Instructions to follow: Without the pictures, write out all the lines below exactly as they appear.

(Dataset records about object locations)
════

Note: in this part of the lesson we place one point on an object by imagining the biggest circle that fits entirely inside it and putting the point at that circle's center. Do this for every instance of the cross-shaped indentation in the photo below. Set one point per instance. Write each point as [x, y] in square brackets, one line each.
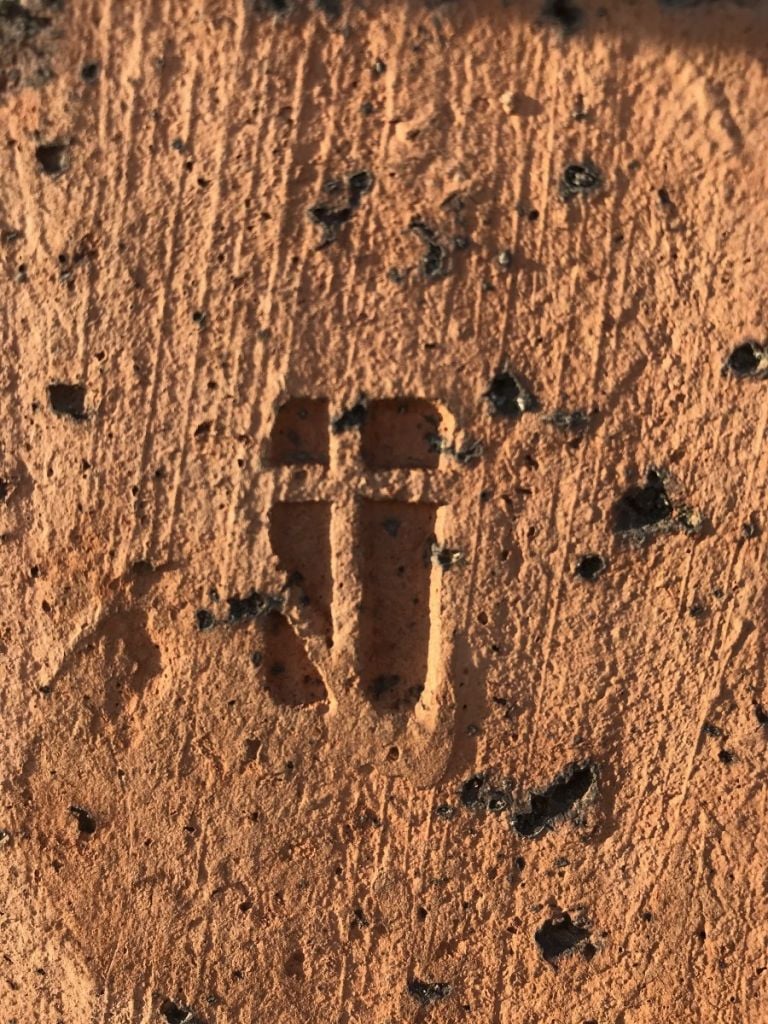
[357, 511]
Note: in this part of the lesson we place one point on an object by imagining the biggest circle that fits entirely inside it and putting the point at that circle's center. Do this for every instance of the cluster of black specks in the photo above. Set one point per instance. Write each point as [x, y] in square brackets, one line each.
[479, 794]
[559, 936]
[643, 507]
[508, 395]
[427, 992]
[573, 423]
[434, 262]
[351, 418]
[549, 806]
[343, 200]
[68, 399]
[253, 605]
[748, 359]
[175, 1013]
[580, 179]
[446, 558]
[465, 454]
[86, 821]
[590, 567]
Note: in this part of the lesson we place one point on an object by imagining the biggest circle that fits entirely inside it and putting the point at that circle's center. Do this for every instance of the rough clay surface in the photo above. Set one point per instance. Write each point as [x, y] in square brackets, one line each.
[418, 767]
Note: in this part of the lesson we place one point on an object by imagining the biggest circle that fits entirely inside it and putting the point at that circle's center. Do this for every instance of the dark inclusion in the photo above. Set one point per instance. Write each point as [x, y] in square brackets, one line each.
[559, 936]
[579, 179]
[333, 215]
[426, 992]
[749, 359]
[643, 506]
[434, 261]
[554, 802]
[509, 397]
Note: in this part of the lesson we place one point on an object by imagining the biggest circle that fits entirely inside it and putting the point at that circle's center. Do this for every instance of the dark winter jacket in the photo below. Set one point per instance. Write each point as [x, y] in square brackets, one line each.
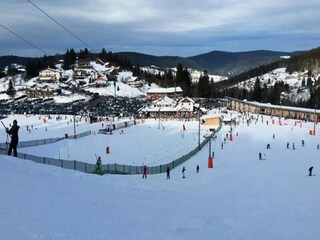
[14, 133]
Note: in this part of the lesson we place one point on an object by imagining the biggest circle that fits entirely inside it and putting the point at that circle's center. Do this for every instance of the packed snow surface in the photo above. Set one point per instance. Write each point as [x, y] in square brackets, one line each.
[242, 197]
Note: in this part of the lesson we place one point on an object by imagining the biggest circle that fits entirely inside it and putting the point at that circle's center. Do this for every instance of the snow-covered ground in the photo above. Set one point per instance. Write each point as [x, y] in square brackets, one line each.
[242, 197]
[297, 92]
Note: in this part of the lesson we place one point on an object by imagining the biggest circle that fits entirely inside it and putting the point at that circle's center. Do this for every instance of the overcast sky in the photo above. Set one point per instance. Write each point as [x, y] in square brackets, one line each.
[165, 27]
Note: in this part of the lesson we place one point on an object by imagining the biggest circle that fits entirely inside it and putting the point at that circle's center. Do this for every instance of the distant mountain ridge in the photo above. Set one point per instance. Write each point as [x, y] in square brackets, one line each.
[216, 62]
[6, 60]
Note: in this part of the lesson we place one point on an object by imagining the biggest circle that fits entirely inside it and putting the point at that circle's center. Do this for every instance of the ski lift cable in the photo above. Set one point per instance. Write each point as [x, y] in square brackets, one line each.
[9, 30]
[66, 29]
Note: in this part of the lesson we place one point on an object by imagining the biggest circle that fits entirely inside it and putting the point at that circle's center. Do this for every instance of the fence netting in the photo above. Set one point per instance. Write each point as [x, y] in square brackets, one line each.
[106, 168]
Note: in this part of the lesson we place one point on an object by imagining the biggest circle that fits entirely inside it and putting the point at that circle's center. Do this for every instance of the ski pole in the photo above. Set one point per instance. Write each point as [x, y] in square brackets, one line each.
[5, 129]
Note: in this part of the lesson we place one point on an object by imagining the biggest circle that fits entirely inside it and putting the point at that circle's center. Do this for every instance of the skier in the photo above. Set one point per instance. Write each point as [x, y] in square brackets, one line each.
[183, 170]
[168, 172]
[13, 132]
[98, 166]
[144, 172]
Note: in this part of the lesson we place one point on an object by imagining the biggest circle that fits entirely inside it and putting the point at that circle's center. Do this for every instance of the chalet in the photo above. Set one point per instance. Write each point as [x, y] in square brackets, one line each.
[42, 90]
[163, 107]
[134, 82]
[100, 81]
[83, 63]
[186, 103]
[274, 110]
[157, 93]
[169, 108]
[49, 75]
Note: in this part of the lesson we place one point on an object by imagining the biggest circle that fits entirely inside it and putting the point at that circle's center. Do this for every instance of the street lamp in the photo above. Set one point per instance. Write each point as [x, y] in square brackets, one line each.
[199, 129]
[159, 118]
[210, 158]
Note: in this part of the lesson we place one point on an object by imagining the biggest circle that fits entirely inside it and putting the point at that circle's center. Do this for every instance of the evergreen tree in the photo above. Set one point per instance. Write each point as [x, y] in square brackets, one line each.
[31, 69]
[84, 54]
[10, 91]
[203, 85]
[256, 94]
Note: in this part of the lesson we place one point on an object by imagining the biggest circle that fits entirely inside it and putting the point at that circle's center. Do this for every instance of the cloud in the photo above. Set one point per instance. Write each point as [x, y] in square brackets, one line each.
[149, 25]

════

Written reply:
Note: in this part of the lesson we place one point on an object by imagining the biggest circle that fits entirely inside it and putting the point at that circle's center. Do this for every instance of the cross-shaped indentation in the photo below. Set one point per instance. Write each point as [x, y] in square brackets, one line each.
[357, 511]
Note: in this part of the lesson we place one point on an object by imagining the biggest circle that fits entirely inside it and putting the point at that circle's center. Do this for every instance of the cluster of black specks in the photo above. Set one point per instance. Write each point as [x, y] in square brackets, one line each.
[479, 794]
[559, 936]
[643, 507]
[508, 395]
[427, 992]
[573, 423]
[434, 262]
[351, 418]
[549, 806]
[343, 200]
[68, 399]
[253, 605]
[748, 359]
[175, 1013]
[580, 179]
[446, 558]
[465, 454]
[86, 821]
[590, 567]
Note: in this part of the lesson we place one point on an object by imagining the biggest circle that fits entirely inside it and putting the point at that circle's center. Do this for every instance of the rough clay surface in the photo above. Set one point per instance. Write each point as [x, y] in square brackets, one line each.
[418, 767]
Note: in this part of the lesson we place one point on an object by imagining the biggest circle that fits entirely inside it and putting the point at that circle's center. Do this for every instance of the dark inclusion in the photo above. Set one point per instance. Write each point as [x, y] in square brackets, one line each.
[559, 936]
[579, 179]
[333, 215]
[426, 992]
[749, 359]
[643, 506]
[434, 261]
[554, 802]
[509, 397]
Note: in this part of the lesson we place one point on an object by imagining the biggest circle that fits entirely inside it and putting the point at that circle's center. Do this for every instance of the dark winter jacket in the photo below. Set one point per instance. Write each point as [x, y] in square brackets, one line each.
[14, 133]
Note: in this part of the lesson we place one point on an object by imagining the biggest circle that fits entirely inside it and putting the point at that circle's center. Do this for every instance of the packed snow surface in the photo above. Set one point per instance. Write each point as [x, y] in square brackets, one line each.
[242, 197]
Note: in this part of the lesson we place one point on an object by imagining the biggest circle that fits entirely inside it and putting the point at that circle's center. Do this for every instance of the snow-covered ground in the photo above. Set one point per instance. Write each point as [x, y] in square brackets, one line each.
[242, 197]
[297, 92]
Note: in this part of the lesson we place one point on an object by imagining the biggest circle that fits entirely inside it and putting the point at that circle's center. Do this for every instance of the overcast sky in the photo above. Set one point per instance. Write each point as [x, y] in square brackets, one line each.
[165, 27]
Note: in this part of the lesson we place one point on an object by imagining the biggest circle that fits entirely inside it and putting the point at that circle's center. Do this for every instance of the distant mountain ridge in the photo above. Set one point per instance. Write each point as [x, y] in square brackets, one line each.
[216, 62]
[6, 60]
Note: in this part of the lesson we place one point on an object by imagining the biggest circle that fits entirely inside it and putting the point at that circle's center. Do this for every instance of the ski lift cable in the photo above. Set one point per instance. Write each point as [x, y] in square brackets, one line each.
[9, 30]
[66, 29]
Note: in this part of the lesson we place one point on an object by imagining the biggest circle that fits entirely inside it and putting the point at that circle's center. Do this for every instance of the fence netting in the photo above. Set one point per instance. Write each point as [x, y] in square brackets, one line each.
[106, 168]
Note: in this part of the lesson we place one point on an object by imagining the biggest circle that fits entirely inside it and putting the point at that circle's center. Do this for every instance of the ski pole in the photo above. Set one point per instance. Write each point as [x, y] in square brackets, one line each.
[5, 129]
Note: in this part of the lesson we place one point on an object by imagining the biggest circle that fits entirely inside it and putting the point at that circle's center. Do this for every instance of the skier in the photo above. Set one point per instance. Write each point as [x, y] in square brackets, one line each.
[183, 170]
[168, 172]
[13, 132]
[98, 166]
[144, 172]
Note: in this part of the lesson we place one point on an object by imagining the biggest circle that fits entirely inside it and putting the point at that circle's center. Do this for every instance of the chalet in the photo above. Set one point per instance. Write each point as [x, y] in square brackets, one line each.
[42, 90]
[163, 107]
[134, 82]
[100, 81]
[83, 63]
[186, 103]
[274, 110]
[157, 93]
[169, 108]
[49, 75]
Note: in this part of the lesson we place one point on an object by imagining the biggest circle that fits entirely inside it and putting the point at that circle's center. Do this for every instance of the street lamp in the photo above. Set one point per instance. Write each point as [x, y] in square brackets, one line each.
[199, 129]
[159, 118]
[210, 158]
Note: in this part of the lesson we place one point on an object by imagining the biggest circle that fits entirely inside it and putting the point at that circle's center. Do this for every instance of the evergreen tree in the photo above. Set one point per instance. Write each point as [x, y] in square brackets, one line each.
[31, 69]
[84, 54]
[10, 91]
[203, 85]
[256, 94]
Note: in this part of the lesson we place one point on an object by imagining the biggest circle that fits entirely inside it and putting the point at that circle's center. Do this for every instance of the cloud in the photo above. Set one point per instance. Write each point as [x, y] in square brackets, one line each.
[149, 25]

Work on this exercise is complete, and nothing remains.